→ Written problem
Set out all of the lines below as a numbered list, skipping any blank lines and leaving the pictures out.

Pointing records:
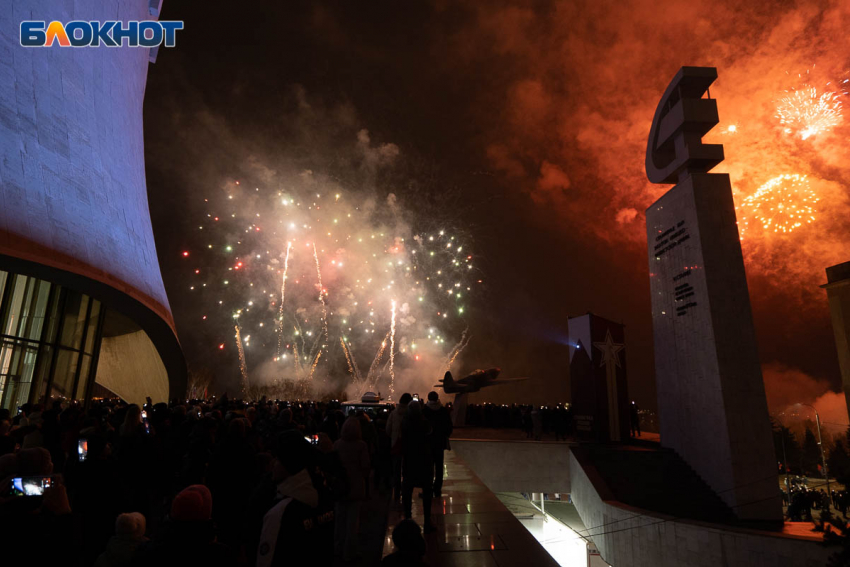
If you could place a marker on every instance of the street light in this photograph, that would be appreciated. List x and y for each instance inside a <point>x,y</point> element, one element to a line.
<point>784,458</point>
<point>820,442</point>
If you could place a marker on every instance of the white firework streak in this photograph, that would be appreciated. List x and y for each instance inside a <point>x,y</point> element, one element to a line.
<point>456,350</point>
<point>321,295</point>
<point>392,351</point>
<point>243,367</point>
<point>282,299</point>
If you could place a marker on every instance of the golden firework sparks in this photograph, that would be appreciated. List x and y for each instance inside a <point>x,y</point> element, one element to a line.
<point>808,112</point>
<point>782,205</point>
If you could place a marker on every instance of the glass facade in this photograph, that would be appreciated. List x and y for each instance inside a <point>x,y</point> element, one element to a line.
<point>49,336</point>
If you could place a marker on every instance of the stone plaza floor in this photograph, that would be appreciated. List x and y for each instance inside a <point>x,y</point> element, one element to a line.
<point>474,527</point>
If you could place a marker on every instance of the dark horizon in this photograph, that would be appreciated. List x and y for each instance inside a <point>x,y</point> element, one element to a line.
<point>527,136</point>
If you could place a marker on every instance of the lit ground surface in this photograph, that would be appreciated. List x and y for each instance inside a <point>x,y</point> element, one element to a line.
<point>561,541</point>
<point>474,528</point>
<point>511,434</point>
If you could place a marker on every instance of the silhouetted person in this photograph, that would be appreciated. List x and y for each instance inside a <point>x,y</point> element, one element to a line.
<point>441,430</point>
<point>354,454</point>
<point>297,528</point>
<point>417,466</point>
<point>189,537</point>
<point>396,442</point>
<point>634,418</point>
<point>129,534</point>
<point>410,546</point>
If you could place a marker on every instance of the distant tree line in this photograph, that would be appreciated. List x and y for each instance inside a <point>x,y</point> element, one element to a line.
<point>800,451</point>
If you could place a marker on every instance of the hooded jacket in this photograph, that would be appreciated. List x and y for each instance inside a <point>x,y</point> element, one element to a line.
<point>298,528</point>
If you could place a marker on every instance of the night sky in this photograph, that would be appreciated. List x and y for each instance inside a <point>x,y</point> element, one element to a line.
<point>524,127</point>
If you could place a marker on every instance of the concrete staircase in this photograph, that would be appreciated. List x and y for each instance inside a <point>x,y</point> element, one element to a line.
<point>658,480</point>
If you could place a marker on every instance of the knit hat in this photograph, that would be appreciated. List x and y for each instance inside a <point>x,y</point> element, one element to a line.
<point>193,503</point>
<point>132,524</point>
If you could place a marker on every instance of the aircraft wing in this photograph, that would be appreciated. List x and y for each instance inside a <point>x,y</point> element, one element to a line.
<point>497,382</point>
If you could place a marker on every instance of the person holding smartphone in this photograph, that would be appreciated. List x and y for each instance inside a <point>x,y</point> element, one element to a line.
<point>30,521</point>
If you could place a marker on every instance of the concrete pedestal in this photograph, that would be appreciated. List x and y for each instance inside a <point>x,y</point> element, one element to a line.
<point>712,406</point>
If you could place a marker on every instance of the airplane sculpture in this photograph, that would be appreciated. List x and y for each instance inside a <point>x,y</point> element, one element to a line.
<point>474,382</point>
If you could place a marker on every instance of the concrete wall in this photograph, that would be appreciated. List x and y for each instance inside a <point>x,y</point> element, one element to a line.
<point>711,401</point>
<point>130,366</point>
<point>629,537</point>
<point>517,466</point>
<point>73,194</point>
<point>72,148</point>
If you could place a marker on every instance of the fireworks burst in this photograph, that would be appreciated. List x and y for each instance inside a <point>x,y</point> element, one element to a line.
<point>782,205</point>
<point>348,276</point>
<point>808,112</point>
<point>243,366</point>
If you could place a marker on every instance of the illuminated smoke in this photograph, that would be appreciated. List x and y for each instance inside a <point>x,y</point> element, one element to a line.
<point>780,206</point>
<point>806,113</point>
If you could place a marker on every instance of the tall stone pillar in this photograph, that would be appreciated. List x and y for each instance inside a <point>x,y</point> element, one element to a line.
<point>838,292</point>
<point>711,400</point>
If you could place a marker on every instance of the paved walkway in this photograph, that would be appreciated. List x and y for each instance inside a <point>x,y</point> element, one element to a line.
<point>474,528</point>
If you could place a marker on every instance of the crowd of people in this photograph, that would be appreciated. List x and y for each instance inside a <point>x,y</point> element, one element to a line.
<point>535,421</point>
<point>215,482</point>
<point>800,499</point>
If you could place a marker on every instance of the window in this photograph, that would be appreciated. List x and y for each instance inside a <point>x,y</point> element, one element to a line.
<point>48,338</point>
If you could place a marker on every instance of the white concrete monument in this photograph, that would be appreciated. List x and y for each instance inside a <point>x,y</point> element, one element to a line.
<point>711,401</point>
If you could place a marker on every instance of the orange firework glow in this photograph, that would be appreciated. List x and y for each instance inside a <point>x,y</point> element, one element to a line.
<point>807,112</point>
<point>781,205</point>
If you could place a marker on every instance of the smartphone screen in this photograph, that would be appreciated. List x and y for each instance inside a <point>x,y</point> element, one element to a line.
<point>31,485</point>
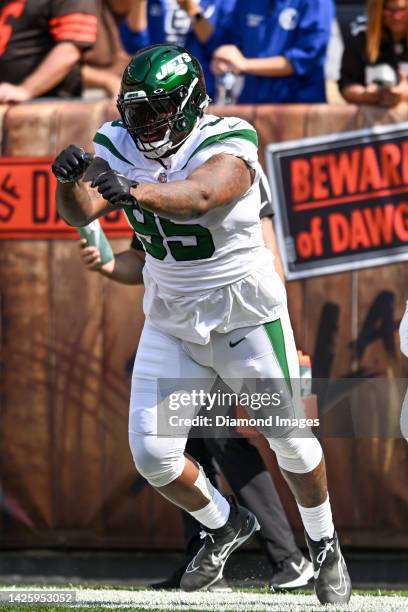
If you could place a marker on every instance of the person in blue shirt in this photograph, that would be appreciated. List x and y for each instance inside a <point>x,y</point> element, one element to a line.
<point>187,23</point>
<point>279,46</point>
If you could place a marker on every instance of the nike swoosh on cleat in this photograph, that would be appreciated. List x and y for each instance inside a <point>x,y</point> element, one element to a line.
<point>218,559</point>
<point>342,584</point>
<point>297,568</point>
<point>191,568</point>
<point>191,564</point>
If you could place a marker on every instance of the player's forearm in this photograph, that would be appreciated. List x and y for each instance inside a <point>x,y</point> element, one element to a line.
<point>52,70</point>
<point>277,66</point>
<point>74,204</point>
<point>127,269</point>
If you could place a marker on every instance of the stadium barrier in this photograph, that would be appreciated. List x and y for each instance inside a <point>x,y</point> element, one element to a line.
<point>66,347</point>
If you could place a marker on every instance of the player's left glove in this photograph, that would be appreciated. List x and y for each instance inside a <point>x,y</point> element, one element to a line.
<point>403,329</point>
<point>115,188</point>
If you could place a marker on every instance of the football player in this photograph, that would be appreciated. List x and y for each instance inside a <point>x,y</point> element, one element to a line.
<point>214,304</point>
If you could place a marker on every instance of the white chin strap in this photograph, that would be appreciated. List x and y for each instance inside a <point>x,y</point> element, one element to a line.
<point>162,146</point>
<point>156,149</point>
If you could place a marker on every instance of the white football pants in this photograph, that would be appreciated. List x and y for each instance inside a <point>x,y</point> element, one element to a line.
<point>263,352</point>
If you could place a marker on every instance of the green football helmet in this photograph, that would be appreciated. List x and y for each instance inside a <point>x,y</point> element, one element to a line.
<point>162,98</point>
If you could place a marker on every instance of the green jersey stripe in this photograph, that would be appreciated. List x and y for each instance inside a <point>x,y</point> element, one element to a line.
<point>212,123</point>
<point>275,334</point>
<point>249,135</point>
<point>108,144</point>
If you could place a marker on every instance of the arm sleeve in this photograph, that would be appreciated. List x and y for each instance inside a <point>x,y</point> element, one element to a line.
<point>312,36</point>
<point>133,41</point>
<point>74,21</point>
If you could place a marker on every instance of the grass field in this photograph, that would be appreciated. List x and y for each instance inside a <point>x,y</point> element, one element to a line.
<point>249,600</point>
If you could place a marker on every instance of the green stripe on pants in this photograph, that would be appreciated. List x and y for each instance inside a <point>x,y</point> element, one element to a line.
<point>277,339</point>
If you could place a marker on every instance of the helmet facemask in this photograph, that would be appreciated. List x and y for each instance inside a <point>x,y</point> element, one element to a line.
<point>161,122</point>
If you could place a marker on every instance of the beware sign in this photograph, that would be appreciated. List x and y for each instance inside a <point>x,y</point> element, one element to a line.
<point>27,202</point>
<point>341,200</point>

→ Final result
1. If you could place a marker on every instance of the street light in this photograph, that would be appreciated. List x and y for each instance inside a <point>x,y</point> element, one element to a line.
2. <point>784,458</point>
3. <point>820,442</point>
4. If you could place a marker on every instance of the white firework streak in this photograph, that would be appreciated. List x and y for each instance inside a <point>x,y</point> element, one element to a line.
5. <point>456,350</point>
6. <point>321,295</point>
7. <point>392,351</point>
8. <point>243,367</point>
9. <point>282,299</point>
10. If you could place a marker on every instance of the golden firework sparks in this photograph, that would be appreciated. List x and y for each instance inside a <point>x,y</point> element, one element to a line.
11. <point>808,112</point>
12. <point>782,205</point>
13. If you could place a marker on every instance of the glass facade in this photograph, that would be appreciated. List x and y for each instance inside a <point>x,y</point> element, one element to a line.
14. <point>49,336</point>
15. If you could place a marker on every instance of the stone plaza floor in this photograph, that would be appreciated. List x and y for each instance inside a <point>x,y</point> element, one element to a line.
16. <point>474,527</point>
17. If you could place a marker on every instance of the dark horizon in this photograph, that would be appreciated. List x and y for each instance inside a <point>x,y</point> element, one element to a line.
18. <point>527,136</point>
19. If you could place a marker on every instance of the lit ground surface in this photograph, that would be appreciated. List x and y for each instance inside a <point>x,y</point> element, one element to a line.
20. <point>561,541</point>
21. <point>474,528</point>
22. <point>511,434</point>
23. If you could place a marker on every instance of the silhouetted person in this photograph, that would be appreciated. List x and y for each instance inside a <point>x,y</point> element, one element to a line.
24. <point>441,430</point>
25. <point>354,454</point>
26. <point>297,528</point>
27. <point>417,466</point>
28. <point>189,537</point>
29. <point>396,442</point>
30. <point>634,418</point>
31. <point>129,534</point>
32. <point>410,546</point>
33. If you could place a marker on every instance of the distant tree line in this photograph, that would be appreciated. List x and y for each instance inside a <point>x,y</point> element, one element to a line.
34. <point>800,451</point>
35. If you could place a marker on every instance of the hooded jacket in this photograph, that would be appreciated. List x and y for each instance inside a <point>x,y</point> element, one element to a line.
36. <point>298,528</point>
37. If you could place a marker on every instance of the night sky in this photograph, that would be appreciated. List x and y for each instance inside a <point>x,y</point> element, one element to a line.
38. <point>524,127</point>
39. If you could place a marker on every instance of the concrete staircase in this photograph, that would be appreciated. List x and y for each instance inside a <point>x,y</point> element, one element to a line.
40. <point>658,480</point>
41. If you could place a marker on every instance of the knit hat in this photograph, that would be appreciated. List x and y for each instance inside a <point>x,y</point> element, one element to a line.
42. <point>193,503</point>
43. <point>132,524</point>
44. If you could place a marker on every instance of the aircraft wing in this photograph, that would be appreciated. List x and y for each instance inside a <point>x,y</point> element, one element to a line.
45. <point>497,382</point>
46. If you could place a marker on every instance of the person holding smartphone in this photograph, that would be appreciated. List x and y for each instance inside a <point>x,y</point> element, one element to a line.
47. <point>30,521</point>
48. If you could place a marker on every instance of the concrete pedestal in this photograph, that would be appreciated. List x and y for each instance inside a <point>x,y</point> element, one element to a line.
49. <point>712,406</point>
50. If you could place a marker on every instance of the airplane sculpture in this photograph, that would be appreciated. List x and y for each instance inside a <point>x,y</point> element, one element to a line.
51. <point>474,382</point>
52. If you could place a marker on every instance of the concrete wall in this photograph, that would be appreciated. List x and y for each instance inside a <point>x,y</point> element, one element to a line.
53. <point>711,401</point>
54. <point>130,366</point>
55. <point>629,537</point>
56. <point>517,466</point>
57. <point>73,194</point>
58. <point>72,148</point>
59. If you could place a marker on every instance of the fireworks burst in this photograph, that would be appreciated. List x and y for each instance inside a <point>x,y</point> element, one element to a line.
60. <point>782,205</point>
61. <point>348,276</point>
62. <point>808,112</point>
63. <point>243,366</point>
64. If you could place a marker on every instance of the illuminated smoke in this photograph, that would be appreciated. List x and y for each instance inside a <point>x,y</point> element, one element to a line.
65. <point>780,206</point>
66. <point>806,113</point>
67. If you could place a marker on every instance of the tall stone pillar in this photograph, that would be appreciated. List x and y for each instance inside a <point>x,y</point> element, one element to a line.
68. <point>838,292</point>
69. <point>711,400</point>
70. If you could place a marker on every instance of the paved walkway in this photograph, that would be appreciated. List x and y for each instance inside a <point>x,y</point> element, one element to a line.
71. <point>474,528</point>
72. If you could place a marker on every instance of the crowd of people in this photograph, that would be appreciated. List x and y for each instance inside a <point>x,y</point> element, one element to a line.
73. <point>535,421</point>
74. <point>215,482</point>
75. <point>800,499</point>
76. If you could place a marker on every instance of the window in this photograph, that would be appreciated. List x and y for each instance inside a <point>x,y</point> element, one element to a line.
77. <point>48,338</point>
78. If you could place a marker on every instance of the white concrete monument in this photograph, that would be appreciated. List x and y for each instance inside a <point>x,y</point> element, one element to a line.
79. <point>711,401</point>
80. If you could place a marker on every instance of the orange firework glow in this photograph, that would be appreciated. List x and y for each instance inside a <point>x,y</point> element, one element to a line.
81. <point>807,112</point>
82. <point>781,205</point>
83. If you could place a marker on every instance of the smartphone screen in this photograph, that would be appreciated. List x and y for each instance inside a <point>x,y</point> element, one element to a line.
84. <point>31,485</point>
85. If you could place a marker on every instance of the person in blue shirt in this photograph, that would be appreciated. List x and y for each instance inside a <point>x,y</point> element, one element to a line.
86. <point>187,23</point>
87. <point>279,46</point>
88. If you could place a marker on every instance of the nike swoosh on cleat in this photograph, that would be appreciated. List x and y for each instance inside a <point>x,y</point> element, one element to a line.
89. <point>218,559</point>
90. <point>342,584</point>
91. <point>297,568</point>
92. <point>191,568</point>
93. <point>191,564</point>
94. If you could place a marker on every instance of the player's forearm in this photograph, that would be appreciated. List x and y for each instance inside a <point>x,y</point> element, one element to a line.
95. <point>52,70</point>
96. <point>277,66</point>
97. <point>74,204</point>
98. <point>127,269</point>
99. If you could place a marker on every instance of the stadium barrier in this photograph, that would be appreciated. List x and y for each instance inside a <point>x,y</point> element, one element to a line.
100. <point>66,347</point>
101. If you could place a marker on every instance of the player's left glove in this photograph, that would be appreciated. List x and y for each instance inside a <point>x,y</point> element, one element to a line.
102. <point>403,329</point>
103. <point>115,188</point>
104. If you could place a marker on every instance of the football player in this photograph, that would be appreciated. List x and y for each instance inside a <point>x,y</point> element, one element to a line.
105. <point>214,304</point>
106. If you could place a marker on every instance of the white chin strap in this photograph, that would be appreciated. List x and y for each instance inside a <point>x,y</point> element, one element to a line.
107. <point>162,146</point>
108. <point>156,149</point>
109. If you could place a marker on every instance of the white football pants in this photograph, that would be appreciated. List x and y for each instance inside a <point>x,y</point> element, one element to a line.
110. <point>263,352</point>
111. If you could place a marker on every instance of the green football helmet in this photograph, that would be appreciated. List x and y for each instance inside a <point>x,y</point> element, one element to a line.
112. <point>162,98</point>
113. If you could place a marker on every instance of the green jersey stripe in this photograph, that would be appreciated. List x and y for each instance inside a <point>x,y</point> element, one element to a line.
114. <point>212,123</point>
115. <point>275,334</point>
116. <point>249,135</point>
117. <point>108,144</point>
118. If you could place a marker on every instance of the arm sleeve in this photograph, that would be appreciated. List x and y for each instance inside a <point>x,y</point> element, one element to a line.
119. <point>312,36</point>
120. <point>133,41</point>
121. <point>74,21</point>
122. If you could place a marker on every instance of the grass field in this photograph, that would be appreciated. List x and y for each instance inside a <point>x,y</point> element, one element to a line.
123. <point>249,600</point>
124. If you could place a marker on every instance of the green stripe on pants in this photograph, that would be appreciated. List x and y for each instance inside a <point>x,y</point> element, one element to a line.
125. <point>277,339</point>
126. If you could place a marker on every instance of the helmet facemask in this photograph, that would be appreciated. List x and y for each instance inside a <point>x,y</point> element, one element to a line.
127. <point>161,122</point>
128. If you could place a marker on every instance of the beware sign in this photograph, that would be appreciated. List x and y for each instance inside a <point>x,y</point> element, one element to a line.
129. <point>27,202</point>
130. <point>341,200</point>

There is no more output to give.